= Data to use =
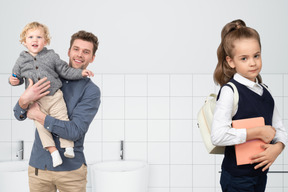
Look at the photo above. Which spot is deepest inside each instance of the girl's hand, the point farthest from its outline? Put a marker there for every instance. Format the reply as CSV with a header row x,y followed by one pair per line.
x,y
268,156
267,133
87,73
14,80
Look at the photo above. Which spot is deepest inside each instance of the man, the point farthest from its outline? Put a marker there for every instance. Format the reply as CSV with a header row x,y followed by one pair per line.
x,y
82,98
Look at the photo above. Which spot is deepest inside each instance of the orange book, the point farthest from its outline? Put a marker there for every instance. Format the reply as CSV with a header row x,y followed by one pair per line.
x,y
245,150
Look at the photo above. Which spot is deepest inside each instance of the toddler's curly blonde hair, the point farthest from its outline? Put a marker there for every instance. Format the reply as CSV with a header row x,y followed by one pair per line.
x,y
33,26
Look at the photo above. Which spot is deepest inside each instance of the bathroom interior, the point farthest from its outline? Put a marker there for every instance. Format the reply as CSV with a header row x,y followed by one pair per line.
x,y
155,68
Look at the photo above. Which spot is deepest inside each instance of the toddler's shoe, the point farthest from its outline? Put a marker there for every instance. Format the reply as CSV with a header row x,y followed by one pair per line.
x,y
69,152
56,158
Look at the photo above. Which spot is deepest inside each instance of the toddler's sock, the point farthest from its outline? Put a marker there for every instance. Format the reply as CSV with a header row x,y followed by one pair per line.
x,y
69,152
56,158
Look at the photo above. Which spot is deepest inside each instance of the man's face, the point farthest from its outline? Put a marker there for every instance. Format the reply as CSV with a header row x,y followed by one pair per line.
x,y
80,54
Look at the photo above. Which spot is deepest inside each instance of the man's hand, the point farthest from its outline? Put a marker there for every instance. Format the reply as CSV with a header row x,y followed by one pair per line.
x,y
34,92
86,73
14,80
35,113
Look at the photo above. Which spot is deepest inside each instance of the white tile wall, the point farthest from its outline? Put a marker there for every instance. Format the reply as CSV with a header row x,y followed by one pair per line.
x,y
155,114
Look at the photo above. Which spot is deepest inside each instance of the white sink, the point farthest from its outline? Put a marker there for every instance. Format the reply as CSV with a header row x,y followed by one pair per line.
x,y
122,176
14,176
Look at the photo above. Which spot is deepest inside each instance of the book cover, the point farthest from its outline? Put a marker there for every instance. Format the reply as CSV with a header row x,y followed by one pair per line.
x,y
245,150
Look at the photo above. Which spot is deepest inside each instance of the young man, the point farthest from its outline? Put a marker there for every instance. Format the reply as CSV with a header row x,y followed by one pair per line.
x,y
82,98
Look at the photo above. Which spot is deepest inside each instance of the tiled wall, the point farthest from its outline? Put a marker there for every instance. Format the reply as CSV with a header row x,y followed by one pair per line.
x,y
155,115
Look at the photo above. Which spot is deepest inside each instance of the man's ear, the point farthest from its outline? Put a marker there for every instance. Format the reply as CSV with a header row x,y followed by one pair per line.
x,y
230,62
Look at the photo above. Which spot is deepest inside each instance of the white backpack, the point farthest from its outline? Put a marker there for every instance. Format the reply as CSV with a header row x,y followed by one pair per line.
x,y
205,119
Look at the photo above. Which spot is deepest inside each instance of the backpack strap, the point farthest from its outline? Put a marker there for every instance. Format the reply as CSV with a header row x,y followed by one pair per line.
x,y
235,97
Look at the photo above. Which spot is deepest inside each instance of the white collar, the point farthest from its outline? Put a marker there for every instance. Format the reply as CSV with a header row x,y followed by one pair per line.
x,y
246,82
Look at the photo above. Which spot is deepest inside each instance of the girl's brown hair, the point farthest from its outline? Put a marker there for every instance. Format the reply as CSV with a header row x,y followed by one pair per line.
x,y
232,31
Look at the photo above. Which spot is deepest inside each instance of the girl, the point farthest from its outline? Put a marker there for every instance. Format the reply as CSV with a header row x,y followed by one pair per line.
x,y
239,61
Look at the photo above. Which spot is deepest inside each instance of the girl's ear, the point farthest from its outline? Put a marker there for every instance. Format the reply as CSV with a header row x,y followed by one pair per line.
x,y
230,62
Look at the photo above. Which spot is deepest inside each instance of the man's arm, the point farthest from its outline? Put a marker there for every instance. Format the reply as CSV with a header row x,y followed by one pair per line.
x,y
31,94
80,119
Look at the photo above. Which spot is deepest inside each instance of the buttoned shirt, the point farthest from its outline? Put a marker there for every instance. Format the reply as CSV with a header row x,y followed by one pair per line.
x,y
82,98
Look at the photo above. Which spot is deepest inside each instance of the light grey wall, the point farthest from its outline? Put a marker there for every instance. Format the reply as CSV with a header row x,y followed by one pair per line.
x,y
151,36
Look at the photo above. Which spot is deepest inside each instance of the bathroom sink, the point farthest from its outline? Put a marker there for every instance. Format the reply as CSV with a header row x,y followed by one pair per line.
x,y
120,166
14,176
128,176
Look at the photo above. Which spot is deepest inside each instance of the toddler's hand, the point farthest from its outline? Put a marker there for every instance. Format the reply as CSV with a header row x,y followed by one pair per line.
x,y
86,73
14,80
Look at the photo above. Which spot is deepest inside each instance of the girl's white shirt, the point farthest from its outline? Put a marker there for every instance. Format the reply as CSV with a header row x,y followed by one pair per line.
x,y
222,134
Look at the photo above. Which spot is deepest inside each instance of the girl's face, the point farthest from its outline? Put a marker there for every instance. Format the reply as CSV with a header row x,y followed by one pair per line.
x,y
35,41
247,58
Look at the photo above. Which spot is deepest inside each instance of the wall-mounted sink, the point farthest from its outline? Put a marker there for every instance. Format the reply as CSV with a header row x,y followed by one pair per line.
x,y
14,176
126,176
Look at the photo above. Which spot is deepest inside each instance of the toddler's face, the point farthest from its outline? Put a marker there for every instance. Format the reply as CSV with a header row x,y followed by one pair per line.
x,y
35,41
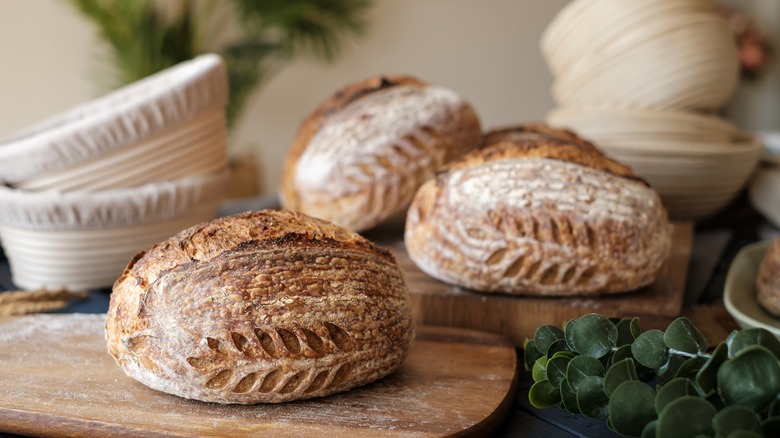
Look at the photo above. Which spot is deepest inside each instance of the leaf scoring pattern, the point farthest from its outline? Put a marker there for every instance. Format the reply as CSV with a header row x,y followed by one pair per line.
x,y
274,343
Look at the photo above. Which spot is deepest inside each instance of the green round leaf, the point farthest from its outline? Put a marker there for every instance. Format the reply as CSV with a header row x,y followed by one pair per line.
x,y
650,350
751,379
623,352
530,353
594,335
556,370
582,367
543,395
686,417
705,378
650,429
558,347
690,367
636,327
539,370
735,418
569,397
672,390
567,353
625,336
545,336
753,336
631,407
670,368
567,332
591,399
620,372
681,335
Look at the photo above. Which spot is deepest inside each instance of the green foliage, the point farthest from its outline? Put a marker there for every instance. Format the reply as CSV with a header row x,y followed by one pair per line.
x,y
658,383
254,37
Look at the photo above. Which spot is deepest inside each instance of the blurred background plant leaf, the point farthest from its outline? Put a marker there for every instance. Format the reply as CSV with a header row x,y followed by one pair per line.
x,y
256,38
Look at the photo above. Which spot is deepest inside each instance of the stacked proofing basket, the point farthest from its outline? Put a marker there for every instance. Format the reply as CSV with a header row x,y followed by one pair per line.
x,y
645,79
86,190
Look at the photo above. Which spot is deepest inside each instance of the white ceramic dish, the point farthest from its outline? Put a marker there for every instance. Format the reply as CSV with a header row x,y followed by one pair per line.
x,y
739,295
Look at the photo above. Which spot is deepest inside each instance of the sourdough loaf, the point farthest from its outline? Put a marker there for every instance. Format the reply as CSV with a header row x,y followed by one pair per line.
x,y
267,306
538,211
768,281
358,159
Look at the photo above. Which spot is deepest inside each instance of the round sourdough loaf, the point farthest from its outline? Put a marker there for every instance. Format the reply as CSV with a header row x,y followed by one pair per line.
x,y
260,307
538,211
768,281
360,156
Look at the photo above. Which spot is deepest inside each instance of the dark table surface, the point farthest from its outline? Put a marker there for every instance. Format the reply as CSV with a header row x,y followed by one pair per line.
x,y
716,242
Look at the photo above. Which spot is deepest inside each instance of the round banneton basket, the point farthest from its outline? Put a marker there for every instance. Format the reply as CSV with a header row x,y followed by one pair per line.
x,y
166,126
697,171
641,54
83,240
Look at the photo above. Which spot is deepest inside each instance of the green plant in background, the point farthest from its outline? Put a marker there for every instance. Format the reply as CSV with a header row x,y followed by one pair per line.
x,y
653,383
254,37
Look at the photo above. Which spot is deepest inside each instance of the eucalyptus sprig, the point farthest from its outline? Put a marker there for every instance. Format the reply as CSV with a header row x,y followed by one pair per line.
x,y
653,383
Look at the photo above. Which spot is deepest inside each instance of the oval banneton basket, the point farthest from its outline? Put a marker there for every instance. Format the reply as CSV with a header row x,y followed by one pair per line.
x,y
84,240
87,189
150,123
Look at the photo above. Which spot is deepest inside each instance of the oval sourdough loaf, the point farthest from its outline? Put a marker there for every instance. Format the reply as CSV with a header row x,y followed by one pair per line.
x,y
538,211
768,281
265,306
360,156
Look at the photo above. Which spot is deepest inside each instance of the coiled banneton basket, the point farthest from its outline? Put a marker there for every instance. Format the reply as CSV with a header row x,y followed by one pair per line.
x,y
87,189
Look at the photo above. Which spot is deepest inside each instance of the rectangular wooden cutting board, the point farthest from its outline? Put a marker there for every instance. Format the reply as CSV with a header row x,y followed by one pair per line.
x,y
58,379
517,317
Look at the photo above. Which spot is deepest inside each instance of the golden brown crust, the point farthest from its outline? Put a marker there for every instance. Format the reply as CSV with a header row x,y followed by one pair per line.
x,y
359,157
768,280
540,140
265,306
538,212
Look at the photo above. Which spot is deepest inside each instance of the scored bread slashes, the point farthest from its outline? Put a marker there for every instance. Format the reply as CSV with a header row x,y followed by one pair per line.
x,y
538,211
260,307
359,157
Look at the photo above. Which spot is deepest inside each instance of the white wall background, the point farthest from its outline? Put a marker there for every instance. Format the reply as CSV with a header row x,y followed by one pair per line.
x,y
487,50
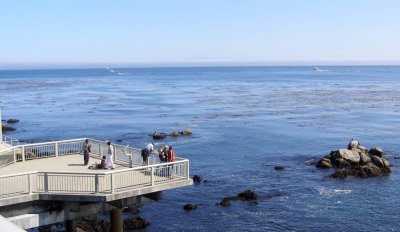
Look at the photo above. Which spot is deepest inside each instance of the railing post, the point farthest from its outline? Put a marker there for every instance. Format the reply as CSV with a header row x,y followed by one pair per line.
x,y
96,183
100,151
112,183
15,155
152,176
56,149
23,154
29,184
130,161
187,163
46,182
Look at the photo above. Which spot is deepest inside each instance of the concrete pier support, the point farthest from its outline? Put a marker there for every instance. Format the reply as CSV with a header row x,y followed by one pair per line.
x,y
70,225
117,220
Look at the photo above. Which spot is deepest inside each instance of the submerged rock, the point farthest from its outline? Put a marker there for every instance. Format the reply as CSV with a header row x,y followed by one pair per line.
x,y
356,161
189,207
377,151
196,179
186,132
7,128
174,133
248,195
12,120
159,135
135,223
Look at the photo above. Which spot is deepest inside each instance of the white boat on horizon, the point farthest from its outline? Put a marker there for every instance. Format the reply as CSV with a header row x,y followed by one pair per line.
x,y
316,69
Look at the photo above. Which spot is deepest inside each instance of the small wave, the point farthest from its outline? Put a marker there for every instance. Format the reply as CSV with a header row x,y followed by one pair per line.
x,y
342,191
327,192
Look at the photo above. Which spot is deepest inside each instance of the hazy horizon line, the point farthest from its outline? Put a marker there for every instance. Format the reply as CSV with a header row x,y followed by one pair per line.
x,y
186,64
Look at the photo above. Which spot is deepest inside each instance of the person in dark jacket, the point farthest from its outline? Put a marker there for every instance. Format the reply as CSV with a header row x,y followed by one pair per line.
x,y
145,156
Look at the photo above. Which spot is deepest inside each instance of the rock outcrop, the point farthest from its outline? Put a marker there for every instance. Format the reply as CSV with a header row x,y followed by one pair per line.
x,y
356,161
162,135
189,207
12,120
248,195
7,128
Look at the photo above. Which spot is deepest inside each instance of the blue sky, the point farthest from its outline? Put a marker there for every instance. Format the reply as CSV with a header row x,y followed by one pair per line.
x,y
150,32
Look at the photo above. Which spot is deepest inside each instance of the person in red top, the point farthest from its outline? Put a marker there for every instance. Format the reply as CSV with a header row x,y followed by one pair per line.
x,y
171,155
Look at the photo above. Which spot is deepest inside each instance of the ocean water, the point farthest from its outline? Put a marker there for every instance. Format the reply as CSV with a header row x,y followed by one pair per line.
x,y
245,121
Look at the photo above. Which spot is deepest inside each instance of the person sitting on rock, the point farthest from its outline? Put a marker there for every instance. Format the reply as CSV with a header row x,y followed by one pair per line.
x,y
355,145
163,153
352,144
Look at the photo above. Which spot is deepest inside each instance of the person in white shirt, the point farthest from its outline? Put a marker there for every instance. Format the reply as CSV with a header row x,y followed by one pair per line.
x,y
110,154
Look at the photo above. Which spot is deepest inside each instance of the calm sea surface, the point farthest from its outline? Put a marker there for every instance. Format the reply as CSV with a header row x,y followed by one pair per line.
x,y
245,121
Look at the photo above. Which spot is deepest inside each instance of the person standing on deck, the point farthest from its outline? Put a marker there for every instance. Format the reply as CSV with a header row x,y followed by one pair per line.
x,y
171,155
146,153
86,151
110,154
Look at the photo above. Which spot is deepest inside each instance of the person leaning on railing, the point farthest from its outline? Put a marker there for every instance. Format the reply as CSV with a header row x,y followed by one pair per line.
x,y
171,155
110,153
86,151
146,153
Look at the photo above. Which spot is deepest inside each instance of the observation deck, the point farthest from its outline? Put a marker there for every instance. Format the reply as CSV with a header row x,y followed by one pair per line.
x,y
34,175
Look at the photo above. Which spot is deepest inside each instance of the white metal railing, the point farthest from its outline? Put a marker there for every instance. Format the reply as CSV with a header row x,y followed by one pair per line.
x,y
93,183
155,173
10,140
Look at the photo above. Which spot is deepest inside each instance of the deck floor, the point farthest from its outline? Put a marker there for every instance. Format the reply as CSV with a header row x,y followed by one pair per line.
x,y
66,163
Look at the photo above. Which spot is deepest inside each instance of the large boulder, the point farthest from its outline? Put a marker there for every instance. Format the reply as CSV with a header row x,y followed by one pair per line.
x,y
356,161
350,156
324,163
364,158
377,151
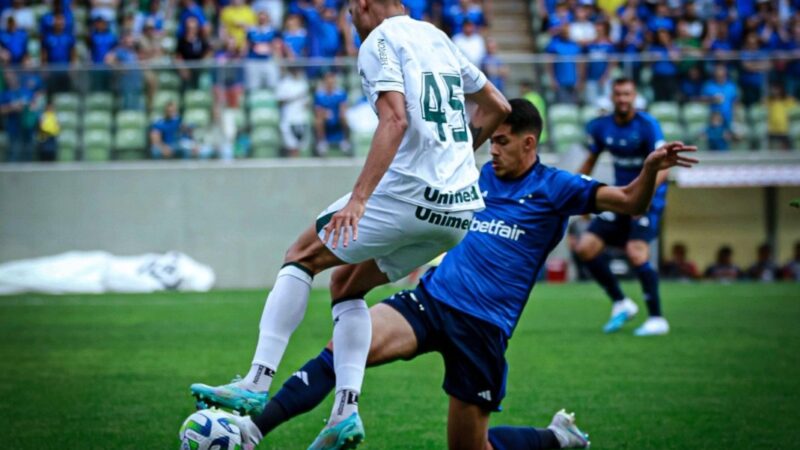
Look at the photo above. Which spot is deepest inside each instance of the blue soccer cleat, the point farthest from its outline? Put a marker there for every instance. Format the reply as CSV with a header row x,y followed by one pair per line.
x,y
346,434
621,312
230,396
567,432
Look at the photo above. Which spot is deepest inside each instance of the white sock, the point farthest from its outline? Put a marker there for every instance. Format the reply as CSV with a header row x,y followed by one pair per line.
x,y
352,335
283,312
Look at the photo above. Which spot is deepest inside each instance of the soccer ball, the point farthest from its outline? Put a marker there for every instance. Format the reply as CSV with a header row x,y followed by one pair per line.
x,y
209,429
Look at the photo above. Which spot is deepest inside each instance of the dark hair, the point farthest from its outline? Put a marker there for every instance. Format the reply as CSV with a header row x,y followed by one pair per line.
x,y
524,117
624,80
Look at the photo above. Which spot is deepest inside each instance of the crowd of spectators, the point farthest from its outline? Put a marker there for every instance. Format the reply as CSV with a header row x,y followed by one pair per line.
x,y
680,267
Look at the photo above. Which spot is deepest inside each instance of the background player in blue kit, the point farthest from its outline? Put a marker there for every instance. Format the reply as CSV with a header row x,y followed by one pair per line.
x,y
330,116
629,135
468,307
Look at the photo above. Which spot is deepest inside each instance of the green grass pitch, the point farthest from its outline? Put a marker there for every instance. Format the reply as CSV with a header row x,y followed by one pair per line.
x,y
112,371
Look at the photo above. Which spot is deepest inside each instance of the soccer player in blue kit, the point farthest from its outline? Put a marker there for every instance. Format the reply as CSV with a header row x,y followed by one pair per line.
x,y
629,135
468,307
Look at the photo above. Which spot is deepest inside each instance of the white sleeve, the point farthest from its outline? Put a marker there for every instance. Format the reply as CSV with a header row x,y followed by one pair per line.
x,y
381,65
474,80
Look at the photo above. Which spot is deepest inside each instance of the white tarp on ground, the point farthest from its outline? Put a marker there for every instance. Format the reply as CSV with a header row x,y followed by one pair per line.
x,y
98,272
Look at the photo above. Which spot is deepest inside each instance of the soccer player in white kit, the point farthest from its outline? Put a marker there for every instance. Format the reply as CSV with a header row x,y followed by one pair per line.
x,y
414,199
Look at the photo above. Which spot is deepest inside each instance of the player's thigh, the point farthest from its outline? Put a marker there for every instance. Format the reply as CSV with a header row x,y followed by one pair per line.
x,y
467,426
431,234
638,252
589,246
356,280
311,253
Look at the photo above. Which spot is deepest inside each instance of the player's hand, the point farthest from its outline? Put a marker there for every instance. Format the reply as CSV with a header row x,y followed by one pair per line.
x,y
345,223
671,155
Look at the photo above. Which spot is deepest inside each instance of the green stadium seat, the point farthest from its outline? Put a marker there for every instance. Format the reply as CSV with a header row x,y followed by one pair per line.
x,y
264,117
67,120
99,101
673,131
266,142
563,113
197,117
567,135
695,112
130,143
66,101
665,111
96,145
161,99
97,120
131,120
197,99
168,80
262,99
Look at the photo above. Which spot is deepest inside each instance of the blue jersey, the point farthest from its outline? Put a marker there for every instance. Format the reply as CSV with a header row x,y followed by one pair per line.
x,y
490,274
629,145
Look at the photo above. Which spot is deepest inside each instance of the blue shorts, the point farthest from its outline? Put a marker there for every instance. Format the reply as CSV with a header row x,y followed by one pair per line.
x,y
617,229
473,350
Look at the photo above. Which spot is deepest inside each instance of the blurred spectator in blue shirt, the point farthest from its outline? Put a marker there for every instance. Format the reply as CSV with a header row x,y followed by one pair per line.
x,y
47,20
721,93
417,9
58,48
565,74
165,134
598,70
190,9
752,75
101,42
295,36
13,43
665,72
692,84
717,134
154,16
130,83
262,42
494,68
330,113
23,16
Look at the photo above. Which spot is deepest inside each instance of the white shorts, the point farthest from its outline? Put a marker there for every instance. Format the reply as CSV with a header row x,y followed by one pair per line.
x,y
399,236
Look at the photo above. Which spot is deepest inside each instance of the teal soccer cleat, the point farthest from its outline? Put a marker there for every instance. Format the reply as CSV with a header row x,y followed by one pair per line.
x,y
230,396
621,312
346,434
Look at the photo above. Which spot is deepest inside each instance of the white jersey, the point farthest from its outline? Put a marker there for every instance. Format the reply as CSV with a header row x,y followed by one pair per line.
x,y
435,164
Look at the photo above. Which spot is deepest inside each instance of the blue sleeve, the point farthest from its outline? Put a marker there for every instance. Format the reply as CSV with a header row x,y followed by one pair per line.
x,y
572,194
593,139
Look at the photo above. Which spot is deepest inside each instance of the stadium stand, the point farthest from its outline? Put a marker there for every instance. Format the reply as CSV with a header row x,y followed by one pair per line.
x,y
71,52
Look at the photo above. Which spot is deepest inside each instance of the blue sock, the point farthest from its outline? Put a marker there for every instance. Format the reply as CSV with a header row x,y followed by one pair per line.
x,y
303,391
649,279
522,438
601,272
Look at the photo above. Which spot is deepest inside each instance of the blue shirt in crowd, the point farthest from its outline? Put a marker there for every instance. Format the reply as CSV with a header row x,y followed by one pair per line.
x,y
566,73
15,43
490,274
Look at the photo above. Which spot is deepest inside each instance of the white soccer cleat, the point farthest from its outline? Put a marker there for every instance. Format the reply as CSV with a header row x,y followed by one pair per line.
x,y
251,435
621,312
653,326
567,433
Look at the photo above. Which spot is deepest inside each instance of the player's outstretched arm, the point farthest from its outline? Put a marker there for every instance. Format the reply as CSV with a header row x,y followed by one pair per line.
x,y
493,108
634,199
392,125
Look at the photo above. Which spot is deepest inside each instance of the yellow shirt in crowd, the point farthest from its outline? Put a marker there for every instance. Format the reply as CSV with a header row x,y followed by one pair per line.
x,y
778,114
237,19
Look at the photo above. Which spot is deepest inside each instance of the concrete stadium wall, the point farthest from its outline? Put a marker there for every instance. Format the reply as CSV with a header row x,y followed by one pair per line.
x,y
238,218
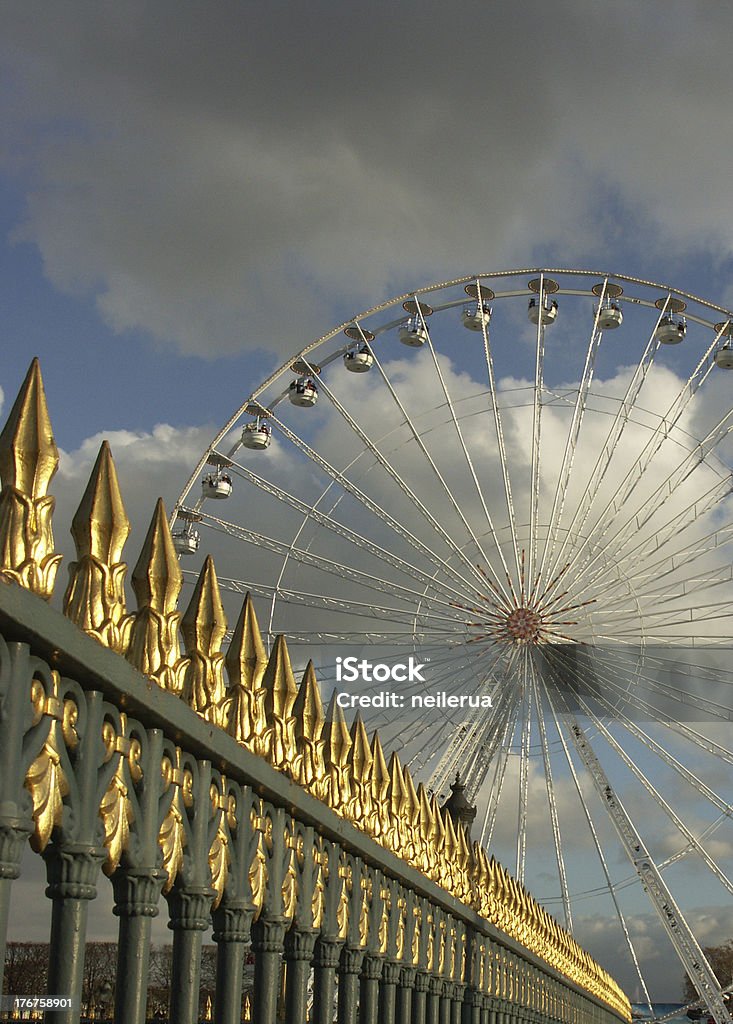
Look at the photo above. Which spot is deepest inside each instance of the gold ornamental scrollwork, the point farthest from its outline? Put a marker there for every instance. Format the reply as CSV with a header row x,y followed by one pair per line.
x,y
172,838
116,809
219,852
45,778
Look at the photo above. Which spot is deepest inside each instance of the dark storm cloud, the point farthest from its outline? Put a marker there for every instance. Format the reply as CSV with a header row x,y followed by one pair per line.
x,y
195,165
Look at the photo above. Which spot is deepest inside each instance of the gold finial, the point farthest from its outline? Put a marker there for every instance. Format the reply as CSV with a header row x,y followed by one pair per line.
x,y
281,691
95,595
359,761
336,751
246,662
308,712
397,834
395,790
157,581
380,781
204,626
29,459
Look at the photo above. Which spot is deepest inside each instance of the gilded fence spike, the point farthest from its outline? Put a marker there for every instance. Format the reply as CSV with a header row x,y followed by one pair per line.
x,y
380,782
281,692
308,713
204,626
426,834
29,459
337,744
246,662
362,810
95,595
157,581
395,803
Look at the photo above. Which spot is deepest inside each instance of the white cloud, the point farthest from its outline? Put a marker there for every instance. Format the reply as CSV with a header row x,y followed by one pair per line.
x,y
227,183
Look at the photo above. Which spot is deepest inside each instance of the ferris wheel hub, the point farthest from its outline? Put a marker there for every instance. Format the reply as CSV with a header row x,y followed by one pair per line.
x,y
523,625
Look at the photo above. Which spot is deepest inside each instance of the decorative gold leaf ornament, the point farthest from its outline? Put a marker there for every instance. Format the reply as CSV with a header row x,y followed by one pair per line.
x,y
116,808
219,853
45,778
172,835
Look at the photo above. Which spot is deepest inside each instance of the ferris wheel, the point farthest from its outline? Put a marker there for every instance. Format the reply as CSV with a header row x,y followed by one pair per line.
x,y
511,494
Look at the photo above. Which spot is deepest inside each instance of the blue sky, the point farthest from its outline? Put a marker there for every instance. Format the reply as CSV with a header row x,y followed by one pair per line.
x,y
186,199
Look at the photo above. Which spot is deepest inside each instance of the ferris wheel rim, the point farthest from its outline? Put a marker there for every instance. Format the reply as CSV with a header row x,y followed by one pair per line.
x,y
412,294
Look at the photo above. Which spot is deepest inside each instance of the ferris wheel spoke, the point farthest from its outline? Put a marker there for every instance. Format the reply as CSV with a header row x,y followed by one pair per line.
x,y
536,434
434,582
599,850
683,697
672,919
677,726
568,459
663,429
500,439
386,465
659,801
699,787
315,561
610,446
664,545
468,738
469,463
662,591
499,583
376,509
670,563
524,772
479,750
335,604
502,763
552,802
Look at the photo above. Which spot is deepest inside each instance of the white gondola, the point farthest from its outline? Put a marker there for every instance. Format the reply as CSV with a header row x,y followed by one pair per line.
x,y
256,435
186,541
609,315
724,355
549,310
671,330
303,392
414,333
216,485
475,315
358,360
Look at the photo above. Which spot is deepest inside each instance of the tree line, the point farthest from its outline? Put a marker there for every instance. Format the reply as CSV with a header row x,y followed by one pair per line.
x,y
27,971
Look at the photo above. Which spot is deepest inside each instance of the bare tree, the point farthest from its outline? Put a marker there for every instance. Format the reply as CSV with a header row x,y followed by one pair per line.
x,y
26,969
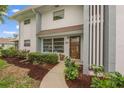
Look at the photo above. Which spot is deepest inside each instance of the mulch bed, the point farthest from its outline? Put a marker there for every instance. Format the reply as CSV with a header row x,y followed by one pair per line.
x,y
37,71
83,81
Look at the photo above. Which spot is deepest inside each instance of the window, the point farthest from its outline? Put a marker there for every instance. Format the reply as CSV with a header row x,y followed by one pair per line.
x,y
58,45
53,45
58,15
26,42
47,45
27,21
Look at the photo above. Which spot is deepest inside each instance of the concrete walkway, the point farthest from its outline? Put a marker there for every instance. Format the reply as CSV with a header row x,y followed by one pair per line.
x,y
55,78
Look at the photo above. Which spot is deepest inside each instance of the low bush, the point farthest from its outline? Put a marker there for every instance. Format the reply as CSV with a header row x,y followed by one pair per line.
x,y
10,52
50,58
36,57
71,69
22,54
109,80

= Aim =
Your task is to copy word for word the lines from the line containing "of the bare" to the end of the listing, both included, and to drop any pictures.

= Problem solution =
Look at the photo above. Which spot is deepest inside each instance of the bare tree, the point farthest from its outline? Put a marker there for every instance. Format the reply as CSV with a header row x,y followed by one pair per line.
x,y
26,969
Look at the photo above. Which spot is deepest inside each instance of the mulch bed, the point farthest from its outline? Put a marker there for every instance. Format the reply as CSV with a header row x,y followed by one pair per line.
x,y
37,71
83,81
Look at the photo above. Which spot is deepest inside each instance of the window, the point farthest from its outline? Put a marker there for every instance. Format the reply as CSV with a header row x,y followed by one pair per line.
x,y
58,45
53,45
58,15
26,42
47,45
27,21
Look at the photo above. Which spot is deepest inside each instance of the concrete walkway, the point farthest from its outline? Put a marker there for every instance. Format the reply as CSV with a header row x,y followed by one pair per line.
x,y
55,78
Look at the photo above. Which spot is deepest inside each instance of the low bush, the point farthest from its outline? Put a marker there for every instance. Format the reply as CSV with a header row x,y followed by one pair per line.
x,y
10,52
50,58
36,57
71,69
22,54
109,80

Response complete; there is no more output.